(What is required):
Print the part of the records that opens with the line containing "Scouting task: drop one point on every instance of the bird's" and closes with the line containing "[(367, 332)]", keeping both of those lines and copying every line unchanged. Leave the pictures out of your answer.

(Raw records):
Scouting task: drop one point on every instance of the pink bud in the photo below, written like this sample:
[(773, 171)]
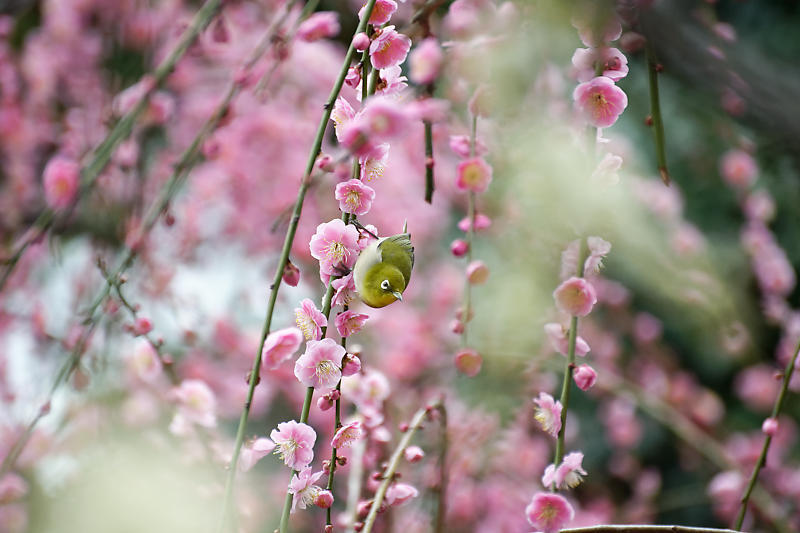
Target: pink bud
[(468, 362), (413, 454), (291, 274), (585, 377), (360, 41), (459, 247), (477, 273), (770, 426), (324, 499)]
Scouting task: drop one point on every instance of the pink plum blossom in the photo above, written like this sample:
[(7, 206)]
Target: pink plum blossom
[(575, 296), (354, 197), (600, 101), (320, 365), (303, 489), (389, 48), (280, 346), (426, 61), (382, 11), (61, 179), (584, 376), (347, 435), (549, 512), (473, 174), (468, 362), (254, 451), (738, 168), (349, 323), (319, 25), (613, 63), (548, 413), (559, 340), (335, 245), (310, 320), (294, 443)]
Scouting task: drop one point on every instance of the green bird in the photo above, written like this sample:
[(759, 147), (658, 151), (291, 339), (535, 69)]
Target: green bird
[(383, 269)]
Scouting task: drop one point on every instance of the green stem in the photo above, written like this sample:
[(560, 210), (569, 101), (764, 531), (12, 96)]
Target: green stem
[(569, 367), (762, 459), (284, 258), (394, 462), (655, 113), (121, 130)]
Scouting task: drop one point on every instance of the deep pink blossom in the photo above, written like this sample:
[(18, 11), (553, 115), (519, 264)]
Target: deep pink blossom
[(389, 48), (600, 101), (426, 61), (575, 296), (354, 197), (548, 413), (294, 443), (321, 364), (549, 512), (584, 376), (473, 174), (280, 346), (559, 340), (61, 178), (302, 488), (586, 61), (310, 320), (335, 245), (349, 322), (347, 435), (319, 25)]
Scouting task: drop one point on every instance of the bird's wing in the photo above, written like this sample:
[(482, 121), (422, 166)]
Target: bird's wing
[(400, 255)]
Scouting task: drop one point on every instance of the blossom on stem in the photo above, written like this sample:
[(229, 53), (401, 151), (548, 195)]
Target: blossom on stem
[(310, 320), (321, 364), (61, 178), (354, 197), (349, 322), (549, 512), (575, 296), (280, 346), (389, 48), (473, 174), (347, 434), (600, 101), (294, 443), (548, 413), (302, 488)]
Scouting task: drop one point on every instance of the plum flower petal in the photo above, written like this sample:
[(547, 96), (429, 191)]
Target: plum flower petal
[(280, 346), (321, 364), (294, 443), (310, 320), (600, 101), (549, 512)]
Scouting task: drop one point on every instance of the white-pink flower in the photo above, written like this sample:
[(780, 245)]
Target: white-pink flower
[(335, 245), (389, 48), (302, 488), (254, 451), (347, 434), (280, 346), (548, 413), (310, 320), (354, 197), (294, 443), (349, 322), (321, 364)]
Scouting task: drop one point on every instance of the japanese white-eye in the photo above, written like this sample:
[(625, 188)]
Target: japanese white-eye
[(383, 269)]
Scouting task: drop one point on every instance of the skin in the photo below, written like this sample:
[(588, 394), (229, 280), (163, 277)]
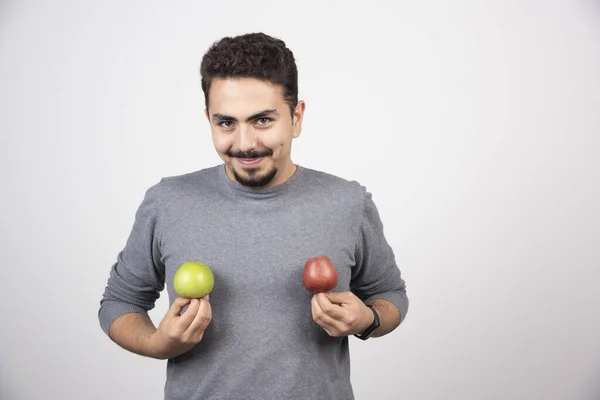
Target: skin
[(249, 118)]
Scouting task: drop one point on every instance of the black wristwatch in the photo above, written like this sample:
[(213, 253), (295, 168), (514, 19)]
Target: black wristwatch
[(367, 332)]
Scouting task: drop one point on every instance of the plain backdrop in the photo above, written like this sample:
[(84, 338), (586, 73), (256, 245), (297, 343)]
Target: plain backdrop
[(475, 124)]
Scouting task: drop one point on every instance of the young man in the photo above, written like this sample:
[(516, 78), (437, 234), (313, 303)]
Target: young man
[(254, 220)]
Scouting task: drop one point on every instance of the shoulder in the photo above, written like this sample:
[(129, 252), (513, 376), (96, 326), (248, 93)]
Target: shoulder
[(172, 186), (336, 187)]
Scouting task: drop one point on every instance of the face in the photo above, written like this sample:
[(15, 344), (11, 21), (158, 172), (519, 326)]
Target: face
[(252, 130)]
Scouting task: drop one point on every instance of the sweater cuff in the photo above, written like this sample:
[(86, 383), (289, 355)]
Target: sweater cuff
[(111, 310), (400, 300)]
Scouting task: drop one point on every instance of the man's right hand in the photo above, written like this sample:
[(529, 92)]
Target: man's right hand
[(178, 333)]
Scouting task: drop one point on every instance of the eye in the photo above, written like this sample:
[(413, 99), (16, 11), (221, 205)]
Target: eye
[(263, 120)]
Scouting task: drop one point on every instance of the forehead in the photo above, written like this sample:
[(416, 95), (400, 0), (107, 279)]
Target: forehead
[(241, 97)]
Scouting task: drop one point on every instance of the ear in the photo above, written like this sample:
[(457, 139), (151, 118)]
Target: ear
[(298, 117)]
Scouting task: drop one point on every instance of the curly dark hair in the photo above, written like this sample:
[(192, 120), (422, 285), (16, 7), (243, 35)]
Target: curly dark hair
[(252, 55)]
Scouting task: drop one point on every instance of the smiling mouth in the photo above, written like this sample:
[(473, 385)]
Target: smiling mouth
[(250, 161)]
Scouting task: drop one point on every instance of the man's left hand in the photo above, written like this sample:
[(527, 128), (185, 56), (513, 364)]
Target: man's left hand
[(340, 313)]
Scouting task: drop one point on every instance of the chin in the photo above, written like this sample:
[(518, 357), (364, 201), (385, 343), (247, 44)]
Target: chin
[(254, 177)]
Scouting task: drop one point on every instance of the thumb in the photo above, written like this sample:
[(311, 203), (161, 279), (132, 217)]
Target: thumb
[(177, 306), (339, 297)]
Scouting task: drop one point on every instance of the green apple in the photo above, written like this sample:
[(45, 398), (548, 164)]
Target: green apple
[(193, 280)]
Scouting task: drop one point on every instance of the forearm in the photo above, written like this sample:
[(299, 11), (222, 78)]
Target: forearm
[(133, 332), (389, 316)]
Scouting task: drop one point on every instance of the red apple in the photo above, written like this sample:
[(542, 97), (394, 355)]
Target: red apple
[(319, 275)]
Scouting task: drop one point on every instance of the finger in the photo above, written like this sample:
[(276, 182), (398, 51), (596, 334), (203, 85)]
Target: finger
[(340, 297), (202, 318), (188, 316), (177, 306), (332, 310), (320, 317)]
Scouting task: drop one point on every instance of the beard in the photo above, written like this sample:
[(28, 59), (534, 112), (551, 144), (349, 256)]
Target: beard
[(252, 178)]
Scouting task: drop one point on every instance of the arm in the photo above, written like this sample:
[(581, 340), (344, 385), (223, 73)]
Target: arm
[(135, 282), (177, 332), (389, 317), (376, 279), (133, 332)]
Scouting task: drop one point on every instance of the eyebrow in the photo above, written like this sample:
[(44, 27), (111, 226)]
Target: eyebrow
[(265, 113)]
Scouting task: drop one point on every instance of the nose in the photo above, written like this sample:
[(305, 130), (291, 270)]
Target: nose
[(245, 138)]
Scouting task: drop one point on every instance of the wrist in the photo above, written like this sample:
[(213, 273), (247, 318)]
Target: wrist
[(372, 327)]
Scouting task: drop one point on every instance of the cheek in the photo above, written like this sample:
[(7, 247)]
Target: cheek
[(221, 142)]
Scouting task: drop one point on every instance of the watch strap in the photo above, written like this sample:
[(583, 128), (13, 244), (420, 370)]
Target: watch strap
[(376, 323)]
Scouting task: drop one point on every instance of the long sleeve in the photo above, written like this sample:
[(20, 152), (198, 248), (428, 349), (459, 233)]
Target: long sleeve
[(376, 274), (137, 276)]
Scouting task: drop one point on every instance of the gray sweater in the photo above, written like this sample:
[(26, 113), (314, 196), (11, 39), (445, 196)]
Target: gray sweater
[(262, 342)]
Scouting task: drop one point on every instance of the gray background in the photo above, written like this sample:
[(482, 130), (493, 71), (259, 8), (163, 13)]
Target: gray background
[(475, 124)]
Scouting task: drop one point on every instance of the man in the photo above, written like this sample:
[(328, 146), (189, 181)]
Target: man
[(254, 220)]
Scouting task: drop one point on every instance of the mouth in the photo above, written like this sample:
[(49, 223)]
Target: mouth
[(250, 162)]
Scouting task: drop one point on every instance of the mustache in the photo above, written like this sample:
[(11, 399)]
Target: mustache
[(250, 153)]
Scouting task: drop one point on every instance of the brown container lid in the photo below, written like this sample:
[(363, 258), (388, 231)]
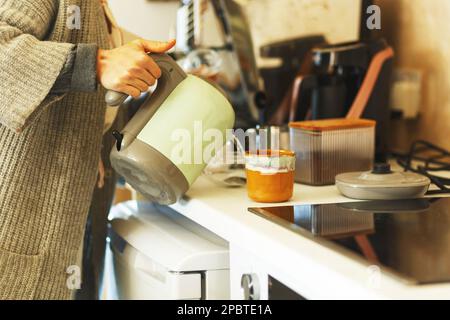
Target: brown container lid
[(332, 124)]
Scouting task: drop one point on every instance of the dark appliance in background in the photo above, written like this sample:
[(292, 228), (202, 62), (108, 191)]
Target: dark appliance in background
[(344, 77), (292, 53)]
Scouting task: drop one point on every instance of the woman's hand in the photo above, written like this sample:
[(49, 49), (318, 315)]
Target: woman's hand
[(129, 69)]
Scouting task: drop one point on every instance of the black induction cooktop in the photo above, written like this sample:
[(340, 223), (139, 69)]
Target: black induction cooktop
[(408, 238)]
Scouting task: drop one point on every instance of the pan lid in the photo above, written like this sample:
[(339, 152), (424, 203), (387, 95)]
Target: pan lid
[(383, 177)]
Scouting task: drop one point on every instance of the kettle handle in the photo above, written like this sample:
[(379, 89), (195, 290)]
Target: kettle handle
[(171, 76)]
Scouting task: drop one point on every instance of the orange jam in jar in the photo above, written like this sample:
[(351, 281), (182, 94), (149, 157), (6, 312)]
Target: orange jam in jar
[(270, 175)]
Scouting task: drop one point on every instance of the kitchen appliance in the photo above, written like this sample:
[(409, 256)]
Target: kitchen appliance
[(382, 184), (159, 254), (175, 116), (430, 161), (345, 77), (292, 54), (325, 148), (401, 234)]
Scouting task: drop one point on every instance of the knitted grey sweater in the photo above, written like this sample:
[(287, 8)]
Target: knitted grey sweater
[(50, 146)]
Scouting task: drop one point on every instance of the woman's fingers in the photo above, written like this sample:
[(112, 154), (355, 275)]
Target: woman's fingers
[(142, 86), (145, 76), (131, 91), (150, 65)]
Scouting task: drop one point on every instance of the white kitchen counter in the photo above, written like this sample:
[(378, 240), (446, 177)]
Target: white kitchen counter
[(309, 268)]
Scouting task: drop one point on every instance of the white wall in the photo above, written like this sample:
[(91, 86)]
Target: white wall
[(270, 20), (146, 19)]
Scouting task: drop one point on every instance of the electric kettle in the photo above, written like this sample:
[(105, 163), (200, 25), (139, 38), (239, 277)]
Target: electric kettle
[(164, 147)]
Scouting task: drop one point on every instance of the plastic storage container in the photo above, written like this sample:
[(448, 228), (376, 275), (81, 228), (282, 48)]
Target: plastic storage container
[(326, 148)]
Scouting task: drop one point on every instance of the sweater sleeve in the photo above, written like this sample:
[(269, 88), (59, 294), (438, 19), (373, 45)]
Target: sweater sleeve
[(79, 73), (29, 66)]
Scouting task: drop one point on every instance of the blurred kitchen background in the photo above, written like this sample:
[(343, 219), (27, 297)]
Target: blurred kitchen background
[(416, 29)]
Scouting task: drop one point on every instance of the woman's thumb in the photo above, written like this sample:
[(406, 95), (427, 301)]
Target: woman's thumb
[(157, 46)]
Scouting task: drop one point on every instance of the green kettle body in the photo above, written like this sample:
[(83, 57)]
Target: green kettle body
[(167, 144)]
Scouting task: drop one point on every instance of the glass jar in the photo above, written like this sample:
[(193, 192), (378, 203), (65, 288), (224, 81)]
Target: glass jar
[(270, 175)]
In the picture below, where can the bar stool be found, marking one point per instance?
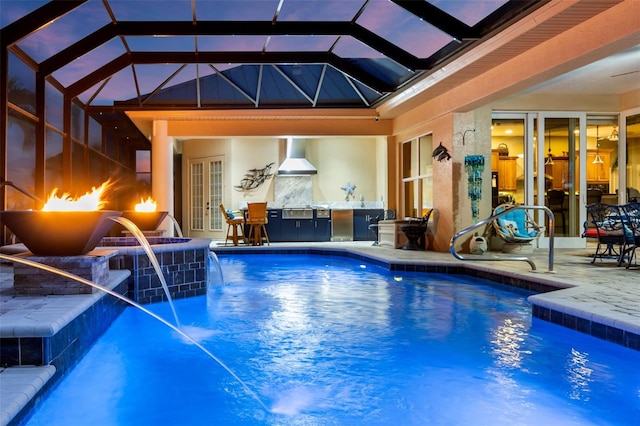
(235, 226)
(257, 219)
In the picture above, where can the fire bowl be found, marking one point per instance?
(146, 221)
(59, 233)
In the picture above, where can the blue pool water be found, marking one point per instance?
(327, 340)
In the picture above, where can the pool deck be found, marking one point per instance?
(601, 293)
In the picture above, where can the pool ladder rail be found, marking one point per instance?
(488, 221)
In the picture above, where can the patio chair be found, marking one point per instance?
(257, 221)
(374, 226)
(605, 225)
(235, 226)
(516, 226)
(630, 214)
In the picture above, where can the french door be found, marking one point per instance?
(205, 195)
(561, 145)
(543, 162)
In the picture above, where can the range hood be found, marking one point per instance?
(295, 162)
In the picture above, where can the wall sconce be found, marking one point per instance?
(549, 161)
(441, 153)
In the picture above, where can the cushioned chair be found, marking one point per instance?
(257, 220)
(555, 202)
(606, 226)
(594, 196)
(235, 227)
(516, 226)
(374, 226)
(630, 214)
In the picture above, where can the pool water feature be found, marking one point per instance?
(332, 340)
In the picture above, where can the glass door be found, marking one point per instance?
(561, 160)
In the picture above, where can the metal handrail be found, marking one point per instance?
(13, 185)
(490, 219)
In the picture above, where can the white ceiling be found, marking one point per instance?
(616, 74)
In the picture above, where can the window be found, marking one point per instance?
(417, 176)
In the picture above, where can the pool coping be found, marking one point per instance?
(556, 300)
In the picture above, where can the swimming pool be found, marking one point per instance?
(328, 340)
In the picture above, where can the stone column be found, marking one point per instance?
(162, 172)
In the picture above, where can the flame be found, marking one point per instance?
(146, 206)
(91, 201)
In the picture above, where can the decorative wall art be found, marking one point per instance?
(255, 178)
(349, 190)
(474, 166)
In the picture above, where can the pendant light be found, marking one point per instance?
(598, 159)
(549, 161)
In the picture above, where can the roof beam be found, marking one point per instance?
(32, 22)
(125, 60)
(438, 18)
(76, 50)
(98, 75)
(267, 28)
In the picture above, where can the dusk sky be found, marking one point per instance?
(382, 17)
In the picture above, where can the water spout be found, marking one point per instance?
(144, 243)
(65, 274)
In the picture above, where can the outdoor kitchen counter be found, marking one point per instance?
(314, 223)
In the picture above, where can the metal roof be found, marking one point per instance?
(237, 54)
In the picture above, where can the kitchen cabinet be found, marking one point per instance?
(507, 173)
(362, 218)
(297, 230)
(274, 225)
(322, 231)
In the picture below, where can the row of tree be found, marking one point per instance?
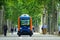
(35, 8)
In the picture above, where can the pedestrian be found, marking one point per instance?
(5, 29)
(12, 30)
(59, 30)
(44, 29)
(15, 29)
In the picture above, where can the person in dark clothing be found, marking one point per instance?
(12, 30)
(5, 29)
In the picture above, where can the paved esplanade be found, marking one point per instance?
(35, 36)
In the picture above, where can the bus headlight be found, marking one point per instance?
(28, 28)
(20, 28)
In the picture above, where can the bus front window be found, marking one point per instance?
(25, 22)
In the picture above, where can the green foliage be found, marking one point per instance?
(14, 8)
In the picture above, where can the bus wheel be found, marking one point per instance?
(19, 35)
(30, 35)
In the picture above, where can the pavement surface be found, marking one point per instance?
(35, 36)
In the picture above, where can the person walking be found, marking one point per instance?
(12, 30)
(44, 29)
(5, 29)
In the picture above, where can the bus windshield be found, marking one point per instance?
(25, 22)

(Complete output):
Scouting task: drop one point on every instance of the bird's wing in the photo above, written like this sample:
[(482, 121), (422, 166)]
Target: bird's wing
[(400, 255)]
Scouting task: drop one point on every instance of the blossom on stem in the photo above, written like this sample:
[(229, 53), (401, 151), (548, 195)]
Target: blossom on stem
[(310, 320), (321, 364), (61, 178), (354, 197), (349, 322), (549, 512), (575, 296), (280, 346), (389, 48), (473, 174), (347, 434), (600, 101), (294, 443), (548, 413), (302, 488)]
Scouting task: drop one point on every instance of the plum flower petal in the photo above, written like this sample:
[(547, 96), (429, 191)]
Target: plum flower petal
[(280, 346), (321, 364), (294, 443), (310, 320), (600, 101), (549, 512)]
Scouting task: drop one point on every instance of the white-pink flower in the photo above, written like this sample:
[(780, 245)]
Target: white-pink flower
[(335, 245), (389, 48), (302, 488), (254, 451), (347, 434), (280, 346), (548, 413), (310, 320), (354, 197), (294, 443), (349, 322), (321, 364)]
Scouting task: drop one point on every instance of the japanese white-eye in the photo above, written like this sample:
[(625, 188)]
Target: japanese white-eye
[(383, 269)]
Scouting task: drop one point on every instance of the skin in the photo below, written like this sample:
[(588, 394), (229, 280), (163, 277)]
Target: skin
[(249, 118)]
Scouting task: drop one point on every instance of the black wristwatch in the photo above, written like this sample:
[(213, 253), (295, 168), (514, 19)]
Target: black wristwatch
[(367, 332)]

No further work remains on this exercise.